• **Task details**: Only the final stretch of lines is needed: output exactly the line containing "Locate all instances of hillside" and all lines following it in the listing below.

======== Dataset records

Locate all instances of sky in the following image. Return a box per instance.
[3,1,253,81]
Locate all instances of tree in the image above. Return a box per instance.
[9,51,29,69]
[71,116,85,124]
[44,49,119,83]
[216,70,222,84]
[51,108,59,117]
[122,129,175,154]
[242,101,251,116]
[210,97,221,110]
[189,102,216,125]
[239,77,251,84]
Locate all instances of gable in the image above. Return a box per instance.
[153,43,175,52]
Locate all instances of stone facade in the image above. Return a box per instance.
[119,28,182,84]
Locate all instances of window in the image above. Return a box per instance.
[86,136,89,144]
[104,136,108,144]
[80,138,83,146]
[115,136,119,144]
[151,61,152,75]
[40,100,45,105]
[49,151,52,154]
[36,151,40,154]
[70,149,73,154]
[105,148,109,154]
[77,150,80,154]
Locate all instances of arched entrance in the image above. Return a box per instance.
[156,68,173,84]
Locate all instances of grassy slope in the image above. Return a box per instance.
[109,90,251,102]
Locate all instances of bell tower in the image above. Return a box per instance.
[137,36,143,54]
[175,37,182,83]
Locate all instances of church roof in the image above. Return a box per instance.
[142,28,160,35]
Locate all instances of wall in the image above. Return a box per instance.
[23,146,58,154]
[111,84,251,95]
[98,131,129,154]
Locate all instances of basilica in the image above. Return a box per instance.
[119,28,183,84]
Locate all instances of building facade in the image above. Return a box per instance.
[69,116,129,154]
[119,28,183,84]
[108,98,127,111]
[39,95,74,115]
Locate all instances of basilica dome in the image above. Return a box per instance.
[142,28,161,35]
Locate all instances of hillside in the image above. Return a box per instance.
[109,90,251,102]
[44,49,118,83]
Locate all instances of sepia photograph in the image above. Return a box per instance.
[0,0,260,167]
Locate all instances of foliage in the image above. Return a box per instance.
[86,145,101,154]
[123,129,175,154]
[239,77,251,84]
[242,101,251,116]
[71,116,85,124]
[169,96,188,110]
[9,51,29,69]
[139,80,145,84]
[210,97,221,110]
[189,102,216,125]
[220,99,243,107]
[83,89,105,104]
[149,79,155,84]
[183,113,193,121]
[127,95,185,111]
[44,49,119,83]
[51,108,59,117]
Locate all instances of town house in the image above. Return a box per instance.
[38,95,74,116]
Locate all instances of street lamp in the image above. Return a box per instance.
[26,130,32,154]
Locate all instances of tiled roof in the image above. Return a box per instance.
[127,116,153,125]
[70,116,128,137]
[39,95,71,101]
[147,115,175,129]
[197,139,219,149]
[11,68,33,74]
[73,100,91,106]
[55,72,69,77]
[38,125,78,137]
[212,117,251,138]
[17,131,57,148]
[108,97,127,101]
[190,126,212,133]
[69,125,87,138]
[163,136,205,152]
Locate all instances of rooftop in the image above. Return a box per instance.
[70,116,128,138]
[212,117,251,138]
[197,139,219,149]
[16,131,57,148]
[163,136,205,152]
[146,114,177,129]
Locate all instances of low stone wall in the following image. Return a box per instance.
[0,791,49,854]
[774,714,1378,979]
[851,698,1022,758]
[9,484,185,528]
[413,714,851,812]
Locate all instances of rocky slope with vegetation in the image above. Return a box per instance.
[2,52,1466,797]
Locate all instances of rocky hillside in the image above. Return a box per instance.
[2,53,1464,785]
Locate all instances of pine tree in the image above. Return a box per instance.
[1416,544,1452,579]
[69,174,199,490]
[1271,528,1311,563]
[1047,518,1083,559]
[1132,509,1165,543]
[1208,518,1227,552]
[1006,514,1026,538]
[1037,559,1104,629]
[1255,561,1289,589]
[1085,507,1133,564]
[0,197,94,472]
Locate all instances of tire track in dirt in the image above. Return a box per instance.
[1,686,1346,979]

================

• **Response box**:
Locate all instances of hillside in the image above. Return a box per instance.
[109,90,251,102]
[44,49,118,83]
Locate all instances of sepia photograph in the image above. Return a box per instance.
[0,0,260,167]
Locate all instances of foliage in the image above. Return a box per instance.
[86,145,101,154]
[123,129,175,154]
[239,77,251,84]
[242,101,251,116]
[71,116,85,124]
[169,96,188,110]
[9,51,29,69]
[139,80,145,84]
[210,97,221,110]
[189,102,216,125]
[220,99,243,107]
[83,89,105,104]
[149,79,155,84]
[183,113,193,121]
[127,95,185,111]
[44,49,119,83]
[51,108,59,117]
Locate all instances of town house in the image above. Return a box per instance.
[38,95,74,116]
Locate all instances of street lamp in the image above. Return a box per instance.
[26,130,32,154]
Locate all instances of tiled roof in the image above. Return a box per instance.
[127,116,153,125]
[70,116,128,137]
[39,95,71,101]
[147,115,175,129]
[197,139,219,149]
[11,68,33,74]
[73,100,91,106]
[55,72,69,77]
[38,125,78,137]
[212,117,251,138]
[17,131,57,148]
[108,97,127,101]
[190,126,212,133]
[69,125,87,138]
[163,136,205,152]
Locate all instances of rooftop in the image above. Return a box per instance.
[70,116,128,138]
[212,117,251,138]
[197,139,219,149]
[16,131,57,148]
[163,136,205,152]
[146,114,177,129]
Locate all instances of low stone wall in the following image. Return a box per instance.
[0,791,49,854]
[774,714,1378,979]
[851,698,1022,758]
[9,484,185,528]
[413,714,851,812]
Locate all instances of rocky slope with vegetation in the image above. Return a box per instance.
[2,52,1466,797]
Locate all instances of rocky hillside in the image above. Return a box per instance.
[2,53,1464,785]
Locate all instances of pine tree in the image above. Return a box per instance.
[1416,544,1452,579]
[69,174,199,490]
[1271,528,1311,563]
[1047,518,1083,559]
[1132,509,1165,543]
[1208,518,1227,552]
[1006,514,1026,538]
[1037,559,1104,629]
[1255,561,1289,589]
[1085,507,1133,564]
[0,197,94,472]
Locate all instances of tire track in dirt in the image above. Return a box per instance.
[1,686,1346,979]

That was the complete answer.